Extract to read:
------------------------------------------------------------

The mere physical fact is a trifle. Look at it as you see it in the animals; look at it as you see it in men when they actually come to it. In ninety-nine cases out of a hundred it is painless and easy, and men sink into slumber. Strange, is it not, that so small a reality should have power to cast over human life so immense and obscuring a shadow! Why? Because, as the Apostle says, 'the sting of death is sin,' and if you can take the sting out of it, then there is very little to fear, and it comes down to be an insignificant and transient element in our experience.

Now, the death of Jesus Christ takes away, if I may so say, the nimbus of apprehension and dread arising from conscience and sin, and the forecast of retribution. There is nothing left for us to face except the physical fact, and any rough soldier, with a coarse, red coat upon him, will face that for eighteenpence a day, and think himself well paid. Jesus Christ has abolished death, leaving the mere shell, but taking all the substance out of it. It has become a different thing to men, because in that death of His He has exhausted the bitterness, and has made it possible that we should pass into the shadow, and not fear either conscience or sin or judgment.

In this connection I cannot but notice with what a profound meaning the Apostle, in this very verse, uses the bare, naked word in reference to Him, and the softened one in reference to us. 'If we believe that Jesus Christ died and rose again, even so them also which sleep.' Ah! yes! He died indeed, bearing all that terror with which men's consciences have invested death. He died indeed, bearing on Himself the sins of the world. He died that no man henceforward need ever die in that same fashion. His death makes our deaths sleep, and His Resurrection makes our sleep calmly certain of a waking.

------------------------------------------------------------

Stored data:

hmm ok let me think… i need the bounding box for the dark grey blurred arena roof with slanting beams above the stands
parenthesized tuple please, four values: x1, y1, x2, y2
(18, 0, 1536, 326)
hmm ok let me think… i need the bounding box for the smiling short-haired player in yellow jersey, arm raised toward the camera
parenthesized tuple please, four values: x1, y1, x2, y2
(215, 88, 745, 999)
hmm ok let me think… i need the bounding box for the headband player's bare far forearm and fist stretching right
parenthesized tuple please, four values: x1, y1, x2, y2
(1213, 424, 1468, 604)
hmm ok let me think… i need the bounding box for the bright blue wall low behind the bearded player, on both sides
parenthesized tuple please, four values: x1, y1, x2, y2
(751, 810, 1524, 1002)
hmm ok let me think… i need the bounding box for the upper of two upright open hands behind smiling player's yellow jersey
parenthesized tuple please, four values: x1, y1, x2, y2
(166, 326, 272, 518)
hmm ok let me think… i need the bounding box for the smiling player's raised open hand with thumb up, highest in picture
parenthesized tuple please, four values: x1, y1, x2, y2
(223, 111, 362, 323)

------------------------------------------------------------

Required action:
Reproduce everything from "In this connection" down to "of a waking." in the passage on death above.

Exercise answer:
In this connection I cannot but notice with what a profound meaning the Apostle, in this very verse, uses the bare, naked word in reference to Him, and the softened one in reference to us. 'If we believe that Jesus Christ died and rose again, even so them also which sleep.' Ah! yes! He died indeed, bearing all that terror with which men's consciences have invested death. He died indeed, bearing on Himself the sins of the world. He died that no man henceforward need ever die in that same fashion. His death makes our deaths sleep, and His Resurrection makes our sleep calmly certain of a waking.